=== Excerpt provided ===
CHICAGO — I must admit, I’m not a transmission guy. Oh, I understand the basics of how they function and everything but to tear down a modern transmission using 8, 9, even 10 speeds and have it work right? No thank you!
What about the CVT (Constant Variable Transmission)? There are plenty of them in use today, and the essentials don’t seem that hard to grasp. With time on my hands and the experts right here in the building, I had to sit in on the session being presented by Wayne Colonna and Peter Luban, president and technical supervisor respectively, of ATSG (Automatic Transmission Service Group). At the very least, listening to two of the top transmission guys in the country share their extensive knowledge of both designs could only help me in my own troubleshooting when faced with an issue that could be trans or engine related.
Entering the room, I could see that other attendees felt as I did. It’s not often that a training event catering to the general mechanical repair community would attract a specific class like those being presented by Colonna and Luban. I arrived just in time to catch Colonna’s presentation.
Colonna’s topic, “The 0AW Multitronic DSG Transmission,” was an intensive look into this specific design, used by Audi. Colonna covered, in depth, the mechanical subsystems and included a variety of examination and rebuilding tips along the way. In addition to the mechanical, Colonna also covered in equal detail, the electrical and hydraulic systems used in the design.
As Colonna moved through his presentation, responding to attendee comments and questions along the way, I couldn’t help but remember the variable clutch pulleys we had on our old Briggs and Stratton minibikes we rode as children so long ago. To see this same idea incorporated into an automotive application was interesting to say the least! And I have to admit that following the hydraulic circuits he outlined was almost as challenging for me as learning how to read a wiring schematic. It seems, on the surface, such a simple concept but the actual complexities involved made it clear that it didn’t take much to muck up the works!
After the class, I had to let Wayne know that I never fully understood how complex today’s transmissions had become. Colonna shared, “There is very little information about these
transmissions,” pointing out that filling in the technical blanks for technicians around the world was his main focus with ATSG. Colonna fills auditoriums as far away as Australia, and authors technical articles, technical service bulletins, even complete repair and diagnostic manuals for a variety of designs. Information, Colonna told me, is not otherwise available even from the OEM. Presenting at forums like NACE Automechanika, he also shared, is not the “norm” for him or his team, but appreciated the interaction his attendees provided.
Many of the technicians in the room will likely never open the cases on an Audi CVT, or any other CVT for that matter, but nearly everyone walked out with a better understanding of how the design works and what flaws may occur that could mimic a fault in a different system. And as Colonna promised in an earlier interview, “The handout alone was worth attending for.” I know I’ll be keeping mine for future reference!

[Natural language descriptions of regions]
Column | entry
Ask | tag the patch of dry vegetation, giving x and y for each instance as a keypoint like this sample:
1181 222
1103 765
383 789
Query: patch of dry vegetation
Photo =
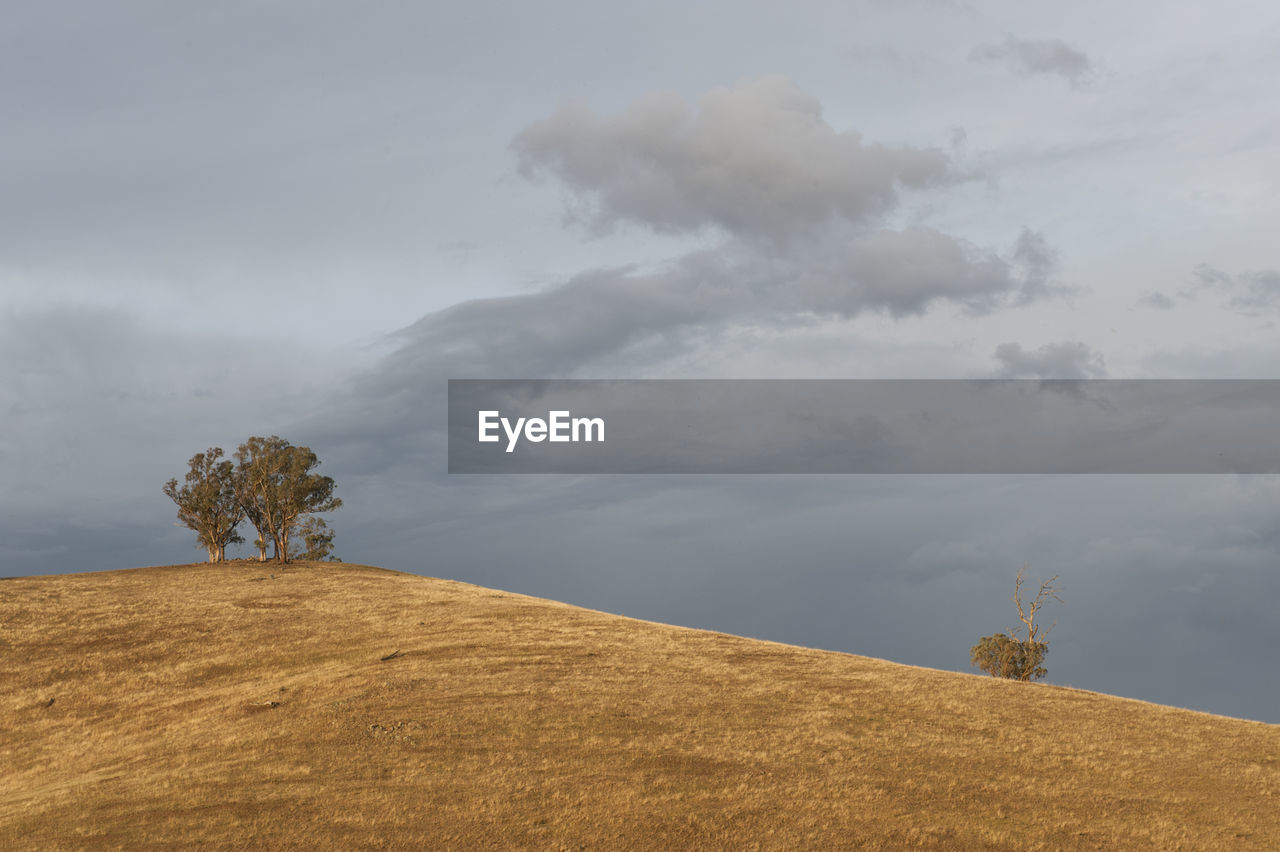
240 705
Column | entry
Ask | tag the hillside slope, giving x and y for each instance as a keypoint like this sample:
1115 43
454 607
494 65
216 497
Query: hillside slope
241 705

=== Activities ===
1. In the transmission article, which automaker uses the design Colonna presented?
2. According to the transmission article, which systems of the design did Colonna cover in his presentation?
Answer using only the transmission article.

=== Solved problems ===
1. Audi

2. Mechanical, electrical, hydraulic